▶ [Reading passage]
Copyright Notice

This text is copyright by InfoStrada Communications, Inc., and is used with their permission. Further distribution or use is not permitted.

This text has appeared in an edited form in Linux Magazine magazine. However, the version you are reading here is as the author originally submitted the article for publication, not after their editors applied their creativity.

Please read all the information in the table of contents before using this article.
Download this listing!

Linux Magazine Column 06 (Nov 1999)

[suggested title: No news is not good news]

Usenet news has been around since 1979. I've been reading news nearly daily since 1980, except for a brief hiatus in 1984 where I missed the ``great renaming''. Because news is important (and familiar) to me, it's important for me to read news from a news server that has fairly decent article coverage.

I'm a charter subscriber to the largest ISP in town. Recently, there were some complaints on the ISP-only internal newsgroups that the newsfeed seemed a little less than normal. I wondered if it was a summertime slowdown or an actual problem, and since I like to help out the admins of this ISP when I can, I took it upon myself to hack out a Perl tool to verify whether the problem was real or merely perceived.

Because I wanted some quantitative data, I decided to ask Deja (formerly Dejanews) and AltaVista about all the articles they have seen in a given time frame. I figured that if my ISP also had all of those articles, there wasn't a problem. If only some of those articles had shown up, then it's time to figure out how to have the ISP solve the feed issues. And while I was at it, I could compare three ISPs to which I have news access all at the same time.

Now, doing this all from scratch would have been quite difficult. I'd have to parse the output of the Deja and AltaVista search engines, looking for links, then extracting each of their Message IDs carefully from the results. Thankfully, I worked smartly on this one, and noted that there's a nice CPAN module called WWW::Search that does exactly this. So, in less than 150 lines of code, I could do all the research I needed and still have some time left over to actually read the news that was there.

Also, this program leverages off of the very nice LWP package from Gisle Aas and friends, allowing me to trivially fetch data from a given URL, and break apart the returned URLs.

Now, even if you don't have a potentially flakey newsspool nearby, you can still use the techniques presented here to discover other interesting news-related events. So, let's take a look at the code in [listing one, below].

▶ [Listing]
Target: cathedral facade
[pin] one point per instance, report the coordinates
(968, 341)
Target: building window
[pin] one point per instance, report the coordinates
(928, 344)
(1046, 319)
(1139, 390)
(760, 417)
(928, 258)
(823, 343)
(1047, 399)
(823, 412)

▶ [Given problem 1]
Can you extract everything from "Please read all" down to "decent article coverage." in the Usenet column?
▶ [Given problem 2]
Which years does the Usenet column mention?

▶ [Final answer 1]
Please read all the information in the table of contents before using this article.
Download this listing!

Linux Magazine Column 06 (Nov 1999)

[suggested title: No news is not good news]

Usenet news has been around since 1979. I've been reading news nearly daily since 1980, except for a brief hiatus in 1984 where I missed the ``great renaming''. Because news is important (and familiar) to me, it's important for me to read news from a news server that has fairly decent article coverage.

▶ [Final answer 2]
1979, 1980, 1984, 1999